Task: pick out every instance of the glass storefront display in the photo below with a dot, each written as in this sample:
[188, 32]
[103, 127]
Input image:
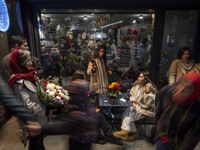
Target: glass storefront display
[68, 40]
[179, 31]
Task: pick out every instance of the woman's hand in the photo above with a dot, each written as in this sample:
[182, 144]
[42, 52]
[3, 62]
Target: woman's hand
[33, 128]
[148, 87]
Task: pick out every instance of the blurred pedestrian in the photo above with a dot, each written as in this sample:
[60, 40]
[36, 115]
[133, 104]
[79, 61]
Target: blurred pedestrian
[23, 84]
[80, 123]
[178, 114]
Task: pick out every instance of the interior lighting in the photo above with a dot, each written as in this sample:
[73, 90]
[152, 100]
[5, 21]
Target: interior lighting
[85, 18]
[141, 17]
[112, 24]
[134, 21]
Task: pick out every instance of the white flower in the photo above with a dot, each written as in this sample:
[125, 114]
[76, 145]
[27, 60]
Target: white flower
[61, 94]
[61, 102]
[65, 92]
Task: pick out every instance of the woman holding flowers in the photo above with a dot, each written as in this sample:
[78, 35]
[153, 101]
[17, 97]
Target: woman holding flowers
[142, 95]
[22, 82]
[97, 70]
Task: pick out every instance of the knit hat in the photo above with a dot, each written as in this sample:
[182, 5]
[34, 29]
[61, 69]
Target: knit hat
[194, 77]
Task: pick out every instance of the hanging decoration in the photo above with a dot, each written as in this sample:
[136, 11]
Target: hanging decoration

* * * * *

## [Your task]
Extract every row above verbatim, omitting the picture.

## [In response]
Task: pick out every instance of the glass storefront display in the photo below with a dot, each written as in this sample:
[188, 32]
[103, 127]
Input image:
Target: glass storefront display
[68, 40]
[179, 31]
Task: pick out every instance of the woman's hand in the photo above with a dot, each written as in this sample:
[182, 144]
[42, 52]
[3, 62]
Target: woman's hand
[33, 128]
[148, 87]
Task: pick out every instance of the blurred pedestrian in the photo above with a dot, each written as in this sample:
[60, 40]
[36, 115]
[133, 104]
[79, 61]
Target: blurred pedestrian
[23, 84]
[80, 123]
[178, 114]
Task: pick out every instance of the interior lighting in the photo above with a dot, each written as in this sample:
[73, 90]
[152, 100]
[5, 21]
Target: interior lighting
[85, 18]
[141, 17]
[112, 24]
[134, 21]
Task: pick out every instance of the white flower in the photo above with a dot, each written as in this sample:
[125, 114]
[76, 145]
[27, 60]
Target: white flower
[61, 94]
[61, 102]
[65, 92]
Task: pick out every instance of the woman holding flowers in the photo above with a dot, each written as in this sample:
[78, 35]
[153, 101]
[17, 97]
Target: woman holding flowers
[142, 95]
[22, 82]
[97, 70]
Task: pick out every instance of the knit hat in the photo above with a dot, each written as in this sample:
[182, 5]
[34, 29]
[61, 69]
Target: knit hat
[194, 77]
Task: pick out every instance of the hanging decoration in the photo above with a dot, each written as in this sample:
[136, 11]
Target: hanging decoration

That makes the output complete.